Mikhail Gorbachev is the man whose actions inserted the terms perestroika and glasnost into the international vernacular. In 1985, Mikhail Gorbachev became the leader of the Soviet Union, presiding over a remarkable five-year span during which until-then unimaginable democratic reforms were instituted, the Berlin Wall fell, communism was virtually wiped from Eastern Europe, and the Soviet Republic crumbled.
On the occasion of of Gorbachev's death at 91, we asked two UCR experts on Russian history, Paul D'Anieri and Kiril Tomoff, to weigh in on his legacy. D’Anieri, a professor of political science and public policy, is an expert on Eastern European and post-Soviet politics, and wrote a 2019 book titled “Ukraine and Russia.” For the 2017-18 academic year, he served as a fellow in the Harvard University Ukrainian Research Institution. Tomoff is a history professor and the associate dean of arts and humanities in the College of Humanities, Arts, and Social Sciences. His Ph.D. is in Russian and Soviet history, and his research interests include the Cold War. He is the author of two books on Soviet music and composers, a past director of the University of California's Moscow Study Center, and a senior fellow at the David Center for Russian and Eurasian Studies at Harvard University.
Q: Would the Mikhail Gorbachev who assumed power in 1985 have guessed he would end up liquidating the Soviet empire?
☆ ☆ ☆ ☆ ☆
--- Exercises ---
• a. Write out the Gorbachev piece word for word, from "Mikhail Gorbachev is" up to and including "Soviet Republic crumbled.".
• b. Pick up the text on Gorbachev's legacy where it stops and carry it on.

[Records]
☆ ☆ ☆ ☆ ☆
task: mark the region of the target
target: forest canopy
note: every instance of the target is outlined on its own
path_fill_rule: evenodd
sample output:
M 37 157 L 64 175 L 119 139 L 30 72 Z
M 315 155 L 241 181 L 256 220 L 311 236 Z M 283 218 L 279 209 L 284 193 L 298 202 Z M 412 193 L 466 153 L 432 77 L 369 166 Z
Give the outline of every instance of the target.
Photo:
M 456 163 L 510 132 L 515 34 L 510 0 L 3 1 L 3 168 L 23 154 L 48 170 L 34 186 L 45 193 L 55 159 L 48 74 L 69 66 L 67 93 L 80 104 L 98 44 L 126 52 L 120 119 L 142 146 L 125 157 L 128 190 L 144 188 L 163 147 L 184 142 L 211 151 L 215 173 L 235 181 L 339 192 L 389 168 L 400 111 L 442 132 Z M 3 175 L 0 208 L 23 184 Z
☆ ☆ ☆ ☆ ☆
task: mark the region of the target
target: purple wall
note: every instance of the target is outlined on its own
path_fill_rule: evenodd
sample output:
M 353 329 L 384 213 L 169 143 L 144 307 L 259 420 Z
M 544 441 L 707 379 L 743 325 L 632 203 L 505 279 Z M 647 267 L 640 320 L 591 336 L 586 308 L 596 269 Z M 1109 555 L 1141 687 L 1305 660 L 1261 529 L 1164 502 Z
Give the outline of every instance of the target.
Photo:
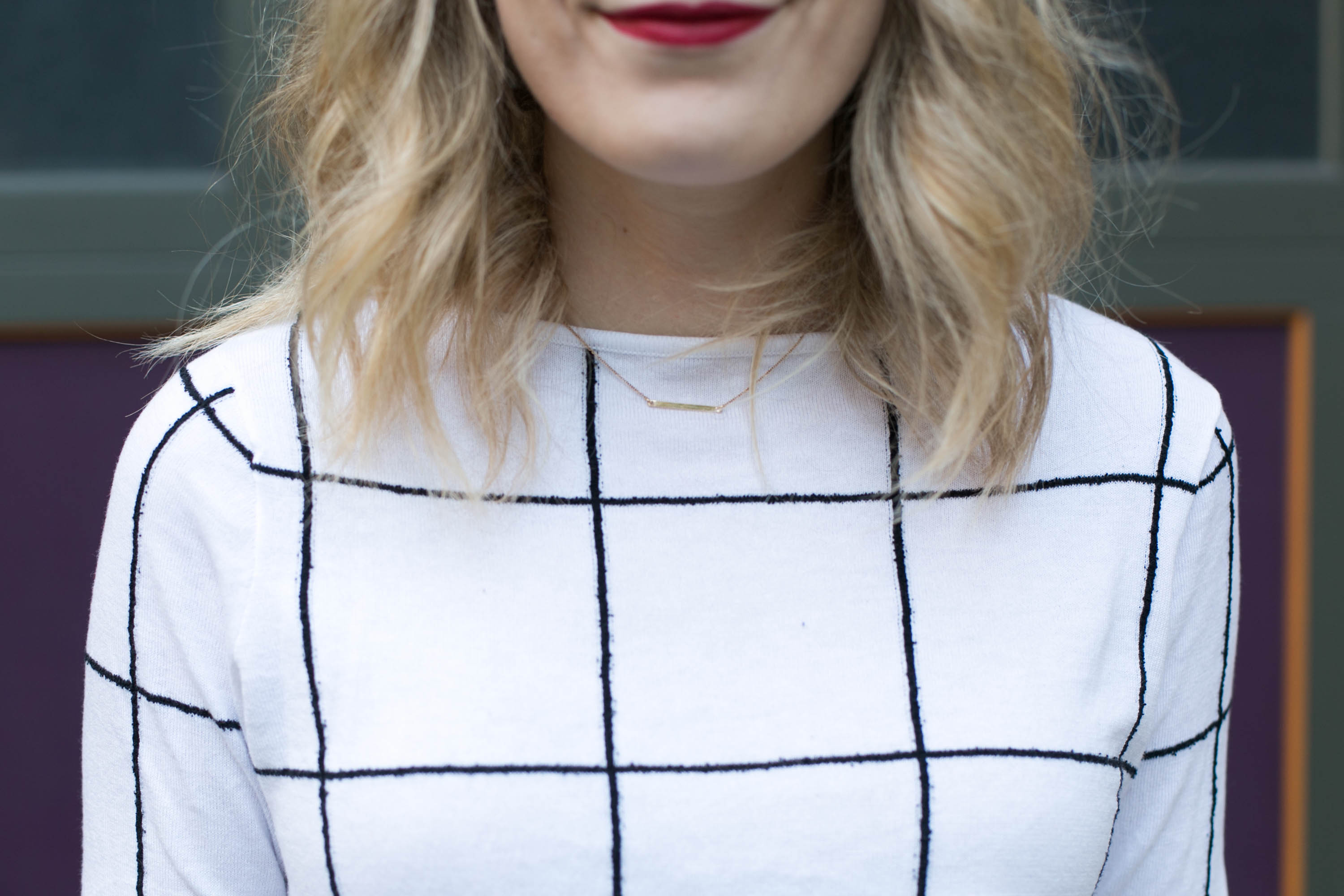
☆ ☆ ☆ ☆ ☆
--- The replies ---
• a.
Mikhail Gorbachev is the man whose actions inserted the terms perestroika and glasnost into the international vernacular. In 1985, Mikhail Gorbachev became the leader of the Soviet Union, presiding over a remarkable five-year span during which until-then unimaginable democratic reforms were instituted, the Berlin Wall fell, communism was virtually wiped from Eastern Europe, and the Soviet Republic crumbled.

• b.
D'Anieri: No. Gorbachev never imagined that the Soviet Union would collapse, and he did everything he could to prevent it—except deploying the full repressive force of the Soviet state. When he promoted glasnost (openness) and democratization, he could not imagine that people outside of Russia would use the freedom to demand secession from the Soviet Union. But that is exactly what they did. While hard-liners insisted that he repress the independence movements, he sought instead to negotiate a new, looser, federation. That prompted the coup that eventually drove him from power.
Q: Gorbachev and Ronald Reagan’s five summits in time led to the elimination of many nuclear weapons with a range of 310-3,100 miles and what some considered an end to the Cold War. Was the relationship between the two men in any way remarkable?
Tomoff: What Gorbachev and Reagan negotiated - the relatively (not entirely) peaceful end to a global system of confrontation that had structured the international system for a half century - was one of the most extraordinary developments of the 20th century. So I think it would have been impossible for their relationship not to have been remarkable.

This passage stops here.